Instruction 1 =
Answer these questions about the piece on puns, marking each answer with the same letter:
(a) To what name does the writer change the name 'Patterson'?
(b) What did the writer's mum want her shop to sell?
(c) In which city is the kebab van called 'Jason Donnervan'?
Instruction 2 =
Rewrite the piece on puns from "I love a pun." to "across the UK.", putting "buses" in place of "trains".
Instruction 3 =
Carry on the piece about puns from the point at which it stops.

Passage to read =
[START]

I love a pun. What is not to love?! Tweaking a phrase to create layered meaning is a damn fine use of anyone’s time. A good pun tickles the back of your head, it inspires mental gymnastics as you crane to create several links in you brain at once.

It can win friends or make perfect strangers laugh on trains. I have, on several occasions, made people on trains laugh out loud simply by casually changing the name of a foolish acquaintance from ‘Patterson’ to ‘Twatterson’. Simple and deadly effective. Check out the evidence:

  • My mum, ever the ideas woman, wanted to open a shop selling nautical second hand items. The shop title: Nauti secs. Don’t deny that didn’t raise a snicker at least!
  • Newspapers love a pun. The erstwhile Channel 4 show ‘The Big Breakfast’ lauded the ‘Pun of the Week’ segment, a spot enormously enjoyed across the UK.
  • There is the famous kebab van in Bristol called ‘Jason Donnervan’. I challenge anyone not to applaud that work of genius.

[END]

Collected data =
[START]

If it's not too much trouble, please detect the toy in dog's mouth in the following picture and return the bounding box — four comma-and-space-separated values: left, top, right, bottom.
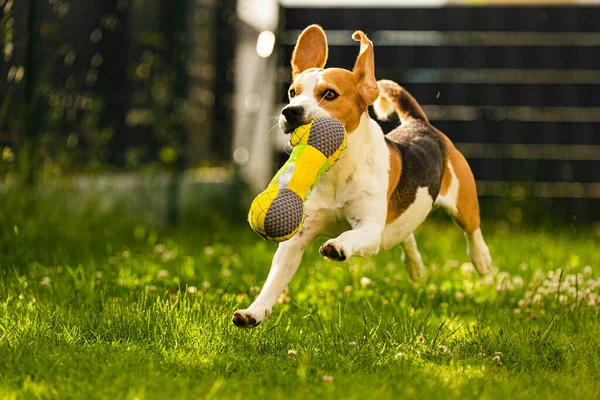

[END]

Written reply 1 =
(a) Twatterson
(b) Nautical second-hand items
(c) Bristol

Written reply 2 =
I love a pun. What is not to love?! Tweaking a phrase to create layered meaning is a damn fine use of anyone’s time. A good pun tickles the back of your head, it inspires mental gymnastics as you crane to create several links in you brain at once.

It can win friends or make perfect strangers laugh on buses. I have, on several occasions, made people on buses laugh out loud simply by casually changing the name of a foolish acquaintance from ‘Patterson’ to ‘Twatterson’. Simple and deadly effective. Check out the evidence:

  • My mum, ever the ideas woman, wanted to open a shop selling nautical second hand items. The shop title: Nauti secs. Don’t deny that didn’t raise a snicker at least!
  • Newspapers love a pun. The erstwhile Channel 4 show ‘The Big Breakfast’ lauded the ‘Pun of the Week’ segment, a spot enormously enjoyed across the UK.

Written reply 3 =
  • And finally: the Halal butchers named ‘Halal, is it meat you’re looking for?’. The more tortured the better.

Tabloids use them, shopkeepers use them. They bring a silly kind of joy. They are a diverse form of communication…yet…

It is a truth puniversally acknowledged, that a human in possession of a sense of humour must be in want of a laugh.

Jane Austen (mostly...)

…many people hate puns.

Ricky Gervais has called them the “lowest form of wit”.

Presumably as sarcasm is the highest in his opinion, opening up the ground floor for a new loser. Even if you despise them, you cannot get away from them. They have more uses than just to make people gasp, snigger, groan. They have political validity. They can be crushingly painful.

Yes, dear reader, a pun can have weight. And this light-hearted look at the joy of punnery has indeed taken a turn. We all know those puns that deal with and flip the meaning of borderline offensive ideas, but the myriad ways in which meaning is imbued can be used to change the world, to revolt and reclaim power. Somewhat ironically, when looking at Orwell’s dystopian fiction ‘1984’, you can see puns at play.

Within the world of the novel, language is stripped of nuance, simultaneously creating an eroded selection of words that can mean many things, or only one thing when necessary. When expressing agreement, happiness or consent, “Good”, “plus good” and “double plus good” cuts out any room for exaggerated excitement.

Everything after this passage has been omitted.